Exercise description: An exact copy of all the data below is needed.
Top of Data provided
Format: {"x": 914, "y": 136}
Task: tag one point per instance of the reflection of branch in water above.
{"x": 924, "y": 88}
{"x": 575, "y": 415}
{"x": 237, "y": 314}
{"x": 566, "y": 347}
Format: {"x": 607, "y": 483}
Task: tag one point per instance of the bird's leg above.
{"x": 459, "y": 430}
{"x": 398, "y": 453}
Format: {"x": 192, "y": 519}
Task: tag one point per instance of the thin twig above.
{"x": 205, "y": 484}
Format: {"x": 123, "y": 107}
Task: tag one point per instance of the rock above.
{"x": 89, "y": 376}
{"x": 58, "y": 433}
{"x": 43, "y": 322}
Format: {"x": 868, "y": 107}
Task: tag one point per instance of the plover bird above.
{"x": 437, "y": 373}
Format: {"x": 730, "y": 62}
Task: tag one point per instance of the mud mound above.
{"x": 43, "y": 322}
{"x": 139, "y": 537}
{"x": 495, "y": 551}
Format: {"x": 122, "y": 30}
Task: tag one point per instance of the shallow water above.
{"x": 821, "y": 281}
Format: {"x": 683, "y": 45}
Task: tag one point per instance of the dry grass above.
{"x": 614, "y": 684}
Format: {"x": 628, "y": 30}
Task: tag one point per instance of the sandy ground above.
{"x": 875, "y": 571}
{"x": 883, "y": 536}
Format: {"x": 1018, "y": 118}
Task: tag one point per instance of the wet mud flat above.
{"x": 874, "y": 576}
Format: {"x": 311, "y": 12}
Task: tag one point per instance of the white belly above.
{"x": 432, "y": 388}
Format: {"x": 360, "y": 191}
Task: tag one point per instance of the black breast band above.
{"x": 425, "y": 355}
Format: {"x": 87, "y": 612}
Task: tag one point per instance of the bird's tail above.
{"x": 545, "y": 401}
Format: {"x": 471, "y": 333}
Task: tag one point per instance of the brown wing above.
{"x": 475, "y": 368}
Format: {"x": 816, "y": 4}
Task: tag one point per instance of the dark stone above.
Bottom of Data provided
Output for this exercise:
Format: {"x": 914, "y": 136}
Task: tag one point per instance of the reflection of branch in water above.
{"x": 924, "y": 88}
{"x": 575, "y": 415}
{"x": 237, "y": 314}
{"x": 566, "y": 347}
Format: {"x": 607, "y": 483}
Task: tag one point per instance of the bird's leg above.
{"x": 459, "y": 430}
{"x": 398, "y": 453}
Format: {"x": 192, "y": 519}
Task: tag one point per instance of the thin twig above.
{"x": 205, "y": 484}
Format: {"x": 123, "y": 107}
Task: tag one point per instance of the rock above.
{"x": 89, "y": 376}
{"x": 58, "y": 433}
{"x": 43, "y": 322}
Format: {"x": 868, "y": 107}
Task: tag one point per instance of the plover bird above.
{"x": 437, "y": 373}
Format: {"x": 730, "y": 62}
Task: tag one point per instance of the mud mound above.
{"x": 43, "y": 322}
{"x": 139, "y": 537}
{"x": 495, "y": 551}
Format: {"x": 122, "y": 30}
Task: tag one point per instance of the shallow water above.
{"x": 821, "y": 281}
Format: {"x": 683, "y": 45}
Task: tag one point per instance of the dry grass above.
{"x": 614, "y": 684}
Format: {"x": 628, "y": 30}
Task: tag one point per instance of the sandy ground above.
{"x": 875, "y": 571}
{"x": 883, "y": 536}
Format: {"x": 1018, "y": 118}
Task: tag one point per instance of the wet mud flat above.
{"x": 874, "y": 576}
Format: {"x": 311, "y": 12}
Task: tag one point per instance of the white belly above.
{"x": 432, "y": 388}
Format: {"x": 360, "y": 191}
Task: tag one point per instance of the black breast band above.
{"x": 425, "y": 355}
Format: {"x": 87, "y": 612}
Task: tag one point per instance of the bird's tail above.
{"x": 545, "y": 401}
Format: {"x": 471, "y": 333}
Task: tag one point per instance of the brown wing above.
{"x": 475, "y": 368}
Format: {"x": 816, "y": 4}
Task: tag one point per instance of the dark stone above.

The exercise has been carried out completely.